# Given request
Reproduce each of the following rows verbatim, changing nothing.

# Excerpts from segmentation rows
:::

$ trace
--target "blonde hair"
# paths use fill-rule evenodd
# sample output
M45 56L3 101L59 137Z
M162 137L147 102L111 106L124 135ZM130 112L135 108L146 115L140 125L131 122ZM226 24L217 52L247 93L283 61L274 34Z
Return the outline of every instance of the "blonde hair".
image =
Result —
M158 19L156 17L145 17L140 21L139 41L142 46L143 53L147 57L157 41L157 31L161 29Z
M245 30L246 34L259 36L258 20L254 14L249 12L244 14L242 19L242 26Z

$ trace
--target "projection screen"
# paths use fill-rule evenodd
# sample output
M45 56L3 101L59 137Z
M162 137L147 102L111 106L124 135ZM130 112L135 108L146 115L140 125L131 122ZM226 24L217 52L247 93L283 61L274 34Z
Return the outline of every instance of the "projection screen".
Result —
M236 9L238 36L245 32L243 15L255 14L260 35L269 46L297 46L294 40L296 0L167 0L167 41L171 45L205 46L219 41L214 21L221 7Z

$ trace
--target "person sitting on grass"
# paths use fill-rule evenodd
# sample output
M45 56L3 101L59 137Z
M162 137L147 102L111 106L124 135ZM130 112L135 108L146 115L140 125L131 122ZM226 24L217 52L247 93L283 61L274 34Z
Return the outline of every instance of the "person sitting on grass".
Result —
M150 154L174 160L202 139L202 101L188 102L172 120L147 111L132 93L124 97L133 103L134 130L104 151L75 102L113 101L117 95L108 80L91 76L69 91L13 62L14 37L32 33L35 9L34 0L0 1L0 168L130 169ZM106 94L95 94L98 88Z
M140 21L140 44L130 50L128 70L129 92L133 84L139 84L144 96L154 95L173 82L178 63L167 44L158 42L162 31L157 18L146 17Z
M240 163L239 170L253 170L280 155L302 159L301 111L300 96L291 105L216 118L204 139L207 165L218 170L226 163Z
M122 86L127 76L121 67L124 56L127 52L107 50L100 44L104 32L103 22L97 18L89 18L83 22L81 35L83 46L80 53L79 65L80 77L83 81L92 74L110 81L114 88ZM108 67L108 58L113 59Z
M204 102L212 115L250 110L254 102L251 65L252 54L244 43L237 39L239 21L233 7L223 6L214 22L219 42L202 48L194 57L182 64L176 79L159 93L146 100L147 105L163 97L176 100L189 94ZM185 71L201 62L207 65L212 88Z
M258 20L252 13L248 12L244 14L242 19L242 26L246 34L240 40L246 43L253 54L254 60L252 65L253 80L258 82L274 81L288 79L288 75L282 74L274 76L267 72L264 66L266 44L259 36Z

:::

# Output of the task
$ trace
--target "blonde hair"
# paths use fill-rule evenodd
# sample output
M45 56L3 101L59 137Z
M162 137L147 102L111 106L124 135ZM130 112L135 108L146 115L140 125L131 122ZM226 24L217 52L247 93L283 61L274 34Z
Return the outline of every instance of the "blonde hair".
image =
Result —
M158 19L156 17L145 17L140 21L139 41L142 46L143 53L147 57L157 41L157 31L161 29Z
M245 30L246 34L259 36L258 20L254 14L249 12L244 14L242 19L242 26Z

$ trace
--target "projection screen"
# paths use fill-rule evenodd
# sample output
M45 56L3 101L59 137Z
M162 137L147 102L111 106L124 135ZM130 112L135 108L146 115L140 125L131 122ZM226 24L217 52L247 93L283 61L274 34Z
Return the outline of every instance of the "projection screen".
Result —
M236 9L238 36L245 32L243 15L255 14L260 35L269 46L297 46L294 40L296 0L167 0L167 41L171 45L205 46L219 41L214 21L221 7Z

$ trace
--target "person sitting on grass"
# paths use fill-rule evenodd
# sample output
M45 56L3 101L59 137Z
M162 137L147 102L111 106L124 135ZM130 112L135 108L146 115L140 125L131 122ZM226 24L217 52L247 93L283 61L274 34Z
Return the outline of every instance of the "person sitting on grass".
Result —
M150 154L174 160L202 139L202 101L188 102L172 120L147 111L132 93L124 97L133 103L134 130L104 151L75 102L113 101L117 95L108 80L91 76L69 91L13 62L14 37L32 33L35 9L34 0L0 1L0 168L130 169ZM106 94L95 94L98 88Z
M140 21L140 44L130 50L128 70L129 92L133 84L139 84L144 96L154 95L173 82L178 63L167 44L158 42L162 31L157 18L146 17Z
M240 163L239 170L253 170L280 155L302 159L301 111L300 96L291 105L216 118L204 139L207 165L218 170L226 163Z
M122 86L127 76L121 67L124 56L127 52L107 50L100 44L104 32L103 22L97 18L89 18L83 22L81 35L83 46L80 53L79 65L80 77L83 81L92 74L110 81L114 88ZM108 67L108 58L113 59Z
M204 102L212 115L250 110L254 102L251 65L252 54L244 43L237 39L239 21L233 7L223 6L214 22L219 42L202 48L194 57L182 64L176 79L159 93L146 100L147 105L163 97L176 100L189 94ZM185 71L201 62L207 65L212 88Z
M258 20L252 13L248 12L244 14L242 19L242 26L246 34L240 40L246 43L253 54L254 60L252 65L253 80L258 82L274 81L288 79L288 75L282 74L274 76L267 72L264 66L266 44L259 36Z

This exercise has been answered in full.